● **Stated task 1**: Copy the part of the LCD project article starting at "This project uses" and ending at "of this project.".

·····

Project: Build an LCD Learning Device without a Microcontroller

2022-06-02 | By Maker.io Staff

License: See Original Project

Standard 16x2 character liquid crystal displays (LCDs) are commonly found in a wide variety of ‎DIY projects, consumer products, and professional equipment. Usually, it’s a microcontroller’s ‎task to communicate with the display and to transmit character data that the LCD controller can ‎show on the screen. A recent article took a deep dive into the HD44780 LCD controller’s ‎communication protocol. There’s no reason you couldn’t send commands to the display ‎controller manually without using a microcontroller (MCU). Therefore, this article discusses a ‎simple-to-build project that lets users control a standard character LCD with a few physical ‎switches, a button, and a potentiometer.‎

project_1

This image shows the finished device. I used five buttons to demonstrate how the display ‎functions in its more complicated 4-bit mode.‎

BOM

Part/Qty

‎16x2 Character LCD - ‎1‎
‎10K Potentiometer‎ - ‎1
SPDT Switches - ‎5
SPST Button - ‎1
‎1K Resistor‎ - ‎1
‎10K Resistor‎ - ‎1
‎100uF Polarized Capacitor - ‎1
Project Box - ‎1

Designing the Circuit‎

This project uses the HD44780’s 4-bit communication mode. Implementing the circuit in this way ‎requires fewer components and space. Further, it also demonstrates how the more complicated ‎model works and how you can switch the display from accepting a single 8-bit command to ‎expecting two consecutive 4-bit commands instead. I’ll discuss the process of switching modes ‎in more detail below. However, let’s focus on the schematic diagram for now:‎

This image contains the schematic diagram of this project.

·····

● **Stated task 2**: In the records below, turn the lines starting at the line containing "Guideline: one keypoint for each instance of the orange" and ending at the last line of the records into a numbered list, leaving out blank lines.

·····

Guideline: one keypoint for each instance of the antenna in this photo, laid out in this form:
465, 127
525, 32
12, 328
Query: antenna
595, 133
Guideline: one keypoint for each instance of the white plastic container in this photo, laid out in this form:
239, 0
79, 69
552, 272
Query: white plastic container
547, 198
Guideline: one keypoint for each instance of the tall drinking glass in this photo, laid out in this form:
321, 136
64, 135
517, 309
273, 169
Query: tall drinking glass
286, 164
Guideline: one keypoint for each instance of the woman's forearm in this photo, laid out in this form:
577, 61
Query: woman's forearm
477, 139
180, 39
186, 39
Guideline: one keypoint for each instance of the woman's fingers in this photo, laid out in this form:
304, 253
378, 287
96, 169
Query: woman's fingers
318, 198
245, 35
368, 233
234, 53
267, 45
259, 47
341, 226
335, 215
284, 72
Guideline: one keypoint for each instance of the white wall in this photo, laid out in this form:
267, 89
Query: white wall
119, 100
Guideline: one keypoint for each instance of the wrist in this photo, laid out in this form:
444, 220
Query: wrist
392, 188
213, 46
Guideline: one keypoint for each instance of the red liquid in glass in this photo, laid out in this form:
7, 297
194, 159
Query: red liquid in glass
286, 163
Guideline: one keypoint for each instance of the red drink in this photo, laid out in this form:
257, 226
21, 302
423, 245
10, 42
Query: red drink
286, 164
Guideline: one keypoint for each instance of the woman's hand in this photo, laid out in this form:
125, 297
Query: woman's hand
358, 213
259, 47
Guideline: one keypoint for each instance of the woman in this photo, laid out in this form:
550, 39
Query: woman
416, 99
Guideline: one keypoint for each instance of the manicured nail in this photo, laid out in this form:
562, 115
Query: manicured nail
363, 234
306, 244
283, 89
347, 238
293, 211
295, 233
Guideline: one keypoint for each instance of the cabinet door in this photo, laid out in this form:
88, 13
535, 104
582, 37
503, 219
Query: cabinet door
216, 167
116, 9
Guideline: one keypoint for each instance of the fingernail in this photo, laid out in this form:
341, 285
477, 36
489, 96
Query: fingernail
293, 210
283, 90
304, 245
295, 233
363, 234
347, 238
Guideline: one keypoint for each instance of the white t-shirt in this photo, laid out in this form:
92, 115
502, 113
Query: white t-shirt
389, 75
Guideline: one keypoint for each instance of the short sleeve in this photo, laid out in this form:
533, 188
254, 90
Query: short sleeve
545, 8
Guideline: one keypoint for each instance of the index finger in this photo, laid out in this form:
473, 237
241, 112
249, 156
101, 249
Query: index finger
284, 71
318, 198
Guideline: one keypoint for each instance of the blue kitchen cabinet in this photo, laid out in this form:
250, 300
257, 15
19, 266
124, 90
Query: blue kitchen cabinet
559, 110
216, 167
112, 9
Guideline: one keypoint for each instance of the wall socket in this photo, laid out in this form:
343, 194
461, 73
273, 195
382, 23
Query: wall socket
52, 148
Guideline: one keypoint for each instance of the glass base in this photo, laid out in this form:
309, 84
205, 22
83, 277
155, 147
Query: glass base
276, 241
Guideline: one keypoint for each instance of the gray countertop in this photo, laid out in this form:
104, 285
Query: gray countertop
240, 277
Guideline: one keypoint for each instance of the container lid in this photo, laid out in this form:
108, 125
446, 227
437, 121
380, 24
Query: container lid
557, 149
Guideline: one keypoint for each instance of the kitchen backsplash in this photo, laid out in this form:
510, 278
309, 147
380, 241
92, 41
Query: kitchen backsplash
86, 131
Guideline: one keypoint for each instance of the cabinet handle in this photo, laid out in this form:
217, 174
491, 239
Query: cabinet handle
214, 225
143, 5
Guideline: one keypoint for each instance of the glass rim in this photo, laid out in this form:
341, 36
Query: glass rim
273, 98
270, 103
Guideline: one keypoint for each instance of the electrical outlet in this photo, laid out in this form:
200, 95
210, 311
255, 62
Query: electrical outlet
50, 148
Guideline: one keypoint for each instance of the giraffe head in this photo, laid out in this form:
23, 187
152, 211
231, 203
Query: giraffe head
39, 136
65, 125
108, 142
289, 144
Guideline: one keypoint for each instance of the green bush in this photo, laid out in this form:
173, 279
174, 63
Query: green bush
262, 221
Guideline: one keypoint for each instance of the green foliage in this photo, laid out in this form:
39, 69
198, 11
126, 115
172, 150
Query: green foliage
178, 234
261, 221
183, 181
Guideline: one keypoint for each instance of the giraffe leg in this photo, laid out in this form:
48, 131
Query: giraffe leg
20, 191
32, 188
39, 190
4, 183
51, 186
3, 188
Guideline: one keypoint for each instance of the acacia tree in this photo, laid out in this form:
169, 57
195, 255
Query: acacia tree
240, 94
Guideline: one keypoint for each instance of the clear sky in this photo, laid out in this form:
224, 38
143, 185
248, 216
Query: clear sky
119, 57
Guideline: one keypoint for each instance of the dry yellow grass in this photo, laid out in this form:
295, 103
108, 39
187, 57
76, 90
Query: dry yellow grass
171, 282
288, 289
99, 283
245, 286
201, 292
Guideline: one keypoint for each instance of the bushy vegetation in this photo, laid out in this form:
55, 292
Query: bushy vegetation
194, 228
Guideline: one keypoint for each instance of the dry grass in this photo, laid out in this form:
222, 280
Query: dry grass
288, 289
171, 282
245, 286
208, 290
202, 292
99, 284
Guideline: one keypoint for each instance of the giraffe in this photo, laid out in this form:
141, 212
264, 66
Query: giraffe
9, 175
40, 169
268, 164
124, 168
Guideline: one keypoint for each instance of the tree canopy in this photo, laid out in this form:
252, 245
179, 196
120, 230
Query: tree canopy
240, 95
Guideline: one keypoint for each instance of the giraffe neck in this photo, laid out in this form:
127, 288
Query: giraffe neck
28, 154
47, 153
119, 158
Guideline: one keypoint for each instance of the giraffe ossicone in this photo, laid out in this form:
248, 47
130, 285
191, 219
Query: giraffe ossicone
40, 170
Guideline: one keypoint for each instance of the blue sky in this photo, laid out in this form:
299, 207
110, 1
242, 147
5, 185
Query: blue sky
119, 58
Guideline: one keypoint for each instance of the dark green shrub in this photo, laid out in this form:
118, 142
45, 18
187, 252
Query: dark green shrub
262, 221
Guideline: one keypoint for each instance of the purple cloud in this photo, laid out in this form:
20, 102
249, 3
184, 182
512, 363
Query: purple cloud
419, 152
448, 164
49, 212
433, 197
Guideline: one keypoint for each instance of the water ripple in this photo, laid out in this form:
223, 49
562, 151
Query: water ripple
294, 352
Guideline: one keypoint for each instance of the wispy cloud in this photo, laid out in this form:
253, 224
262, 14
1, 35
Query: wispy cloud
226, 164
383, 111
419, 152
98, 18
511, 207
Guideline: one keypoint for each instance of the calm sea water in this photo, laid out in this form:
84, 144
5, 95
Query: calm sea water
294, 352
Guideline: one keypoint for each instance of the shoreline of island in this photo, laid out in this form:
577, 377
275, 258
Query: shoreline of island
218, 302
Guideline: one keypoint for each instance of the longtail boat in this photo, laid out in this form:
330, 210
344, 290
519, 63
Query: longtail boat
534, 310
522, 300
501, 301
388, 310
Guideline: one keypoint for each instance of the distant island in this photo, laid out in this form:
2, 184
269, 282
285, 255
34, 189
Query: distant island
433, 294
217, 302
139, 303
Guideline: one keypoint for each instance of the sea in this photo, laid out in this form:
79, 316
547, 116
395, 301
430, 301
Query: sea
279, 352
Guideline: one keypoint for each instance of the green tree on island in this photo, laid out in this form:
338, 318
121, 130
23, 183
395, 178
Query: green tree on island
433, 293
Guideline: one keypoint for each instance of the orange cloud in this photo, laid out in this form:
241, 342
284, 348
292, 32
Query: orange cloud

·····

● **Exercise solution 1**:
This project uses the HD44780’s 4-bit communication mode. Implementing the circuit in this way ‎requires fewer components and space. Further, it also demonstrates how the more complicated ‎model works and how you can switch the display from accepting a single 8-bit command to ‎expecting two consecutive 4-bit commands instead. I’ll discuss the process of switching modes ‎in more detail below. However, let’s focus on the schematic diagram for now:‎

This image contains the schematic diagram of this project.

● **Exercise solution 2**:
1. Guideline: one keypoint for each instance of the orange cloud in this photo, laid out in this form:
2. 241, 342
3. 284, 348
4. 292, 32
5. Query: orange cloud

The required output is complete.